[Brief]: Scan the material below, then work out how many of its lines contain the word "skateboard"; reply with that number only.

[Materials provided]:
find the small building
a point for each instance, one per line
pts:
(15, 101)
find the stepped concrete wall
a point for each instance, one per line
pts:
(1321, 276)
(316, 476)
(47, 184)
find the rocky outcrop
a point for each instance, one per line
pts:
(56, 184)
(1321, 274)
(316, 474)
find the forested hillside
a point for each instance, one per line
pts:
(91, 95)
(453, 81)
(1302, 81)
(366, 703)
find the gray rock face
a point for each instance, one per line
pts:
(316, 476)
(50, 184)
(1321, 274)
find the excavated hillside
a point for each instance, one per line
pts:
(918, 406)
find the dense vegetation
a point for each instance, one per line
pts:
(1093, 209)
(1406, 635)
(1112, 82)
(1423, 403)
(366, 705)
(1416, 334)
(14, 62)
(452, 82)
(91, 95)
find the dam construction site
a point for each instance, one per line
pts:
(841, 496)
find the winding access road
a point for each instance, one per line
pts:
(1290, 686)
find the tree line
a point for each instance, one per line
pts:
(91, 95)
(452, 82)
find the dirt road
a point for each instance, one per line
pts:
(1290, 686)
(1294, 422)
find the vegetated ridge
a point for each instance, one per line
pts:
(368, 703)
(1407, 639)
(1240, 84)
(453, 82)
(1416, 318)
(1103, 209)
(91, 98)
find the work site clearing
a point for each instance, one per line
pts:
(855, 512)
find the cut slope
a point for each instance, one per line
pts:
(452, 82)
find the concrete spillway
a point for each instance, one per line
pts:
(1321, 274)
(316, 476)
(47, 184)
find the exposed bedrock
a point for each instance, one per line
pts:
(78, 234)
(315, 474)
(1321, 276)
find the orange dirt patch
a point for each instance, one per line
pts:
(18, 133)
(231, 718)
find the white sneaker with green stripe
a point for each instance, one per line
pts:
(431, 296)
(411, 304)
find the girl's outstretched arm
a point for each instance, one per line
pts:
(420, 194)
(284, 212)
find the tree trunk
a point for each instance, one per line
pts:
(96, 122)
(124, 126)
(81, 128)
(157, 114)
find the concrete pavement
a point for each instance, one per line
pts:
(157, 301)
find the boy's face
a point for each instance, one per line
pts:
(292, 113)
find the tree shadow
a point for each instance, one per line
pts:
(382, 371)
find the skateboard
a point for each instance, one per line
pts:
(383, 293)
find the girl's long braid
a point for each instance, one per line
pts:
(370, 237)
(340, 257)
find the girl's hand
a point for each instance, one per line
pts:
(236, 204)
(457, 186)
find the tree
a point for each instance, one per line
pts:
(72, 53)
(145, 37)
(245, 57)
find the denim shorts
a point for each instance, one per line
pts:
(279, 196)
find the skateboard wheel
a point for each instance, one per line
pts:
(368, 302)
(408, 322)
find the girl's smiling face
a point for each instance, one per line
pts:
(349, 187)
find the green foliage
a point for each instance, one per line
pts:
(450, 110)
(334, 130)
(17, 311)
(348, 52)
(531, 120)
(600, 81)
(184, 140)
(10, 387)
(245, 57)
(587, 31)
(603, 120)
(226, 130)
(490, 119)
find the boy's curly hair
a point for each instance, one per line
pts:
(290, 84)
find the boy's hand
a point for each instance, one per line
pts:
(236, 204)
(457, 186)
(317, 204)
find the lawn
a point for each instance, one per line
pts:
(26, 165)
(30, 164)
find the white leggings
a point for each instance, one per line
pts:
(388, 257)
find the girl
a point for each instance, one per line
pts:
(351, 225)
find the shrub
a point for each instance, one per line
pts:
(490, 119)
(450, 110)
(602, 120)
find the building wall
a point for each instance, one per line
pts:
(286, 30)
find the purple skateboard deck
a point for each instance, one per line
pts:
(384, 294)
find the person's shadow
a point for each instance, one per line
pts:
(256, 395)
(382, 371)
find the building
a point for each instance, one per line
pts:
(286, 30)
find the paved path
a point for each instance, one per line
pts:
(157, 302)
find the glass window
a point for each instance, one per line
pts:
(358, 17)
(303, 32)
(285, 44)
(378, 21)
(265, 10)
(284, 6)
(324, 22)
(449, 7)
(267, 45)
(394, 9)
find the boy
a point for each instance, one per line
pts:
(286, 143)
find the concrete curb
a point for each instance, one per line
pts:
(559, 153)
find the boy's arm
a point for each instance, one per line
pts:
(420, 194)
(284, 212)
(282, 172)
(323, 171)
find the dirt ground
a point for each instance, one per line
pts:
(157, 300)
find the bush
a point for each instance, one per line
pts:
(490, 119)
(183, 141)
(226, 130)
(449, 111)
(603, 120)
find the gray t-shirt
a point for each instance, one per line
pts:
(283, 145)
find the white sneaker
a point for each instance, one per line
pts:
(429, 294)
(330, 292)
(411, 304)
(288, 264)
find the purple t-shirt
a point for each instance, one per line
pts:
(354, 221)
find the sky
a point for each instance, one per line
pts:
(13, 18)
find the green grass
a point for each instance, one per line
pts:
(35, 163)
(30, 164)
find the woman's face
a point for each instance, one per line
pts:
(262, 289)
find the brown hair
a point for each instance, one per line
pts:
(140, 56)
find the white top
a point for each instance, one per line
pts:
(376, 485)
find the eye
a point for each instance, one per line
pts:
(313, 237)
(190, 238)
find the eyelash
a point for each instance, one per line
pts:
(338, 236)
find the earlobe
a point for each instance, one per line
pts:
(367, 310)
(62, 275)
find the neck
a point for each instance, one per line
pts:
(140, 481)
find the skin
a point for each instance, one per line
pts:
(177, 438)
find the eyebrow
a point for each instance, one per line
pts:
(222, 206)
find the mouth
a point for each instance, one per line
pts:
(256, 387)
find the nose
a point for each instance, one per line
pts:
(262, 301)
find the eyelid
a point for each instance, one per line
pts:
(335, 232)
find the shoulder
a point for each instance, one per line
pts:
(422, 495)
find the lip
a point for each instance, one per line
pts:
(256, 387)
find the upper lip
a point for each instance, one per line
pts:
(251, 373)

[Exercise solution]: 3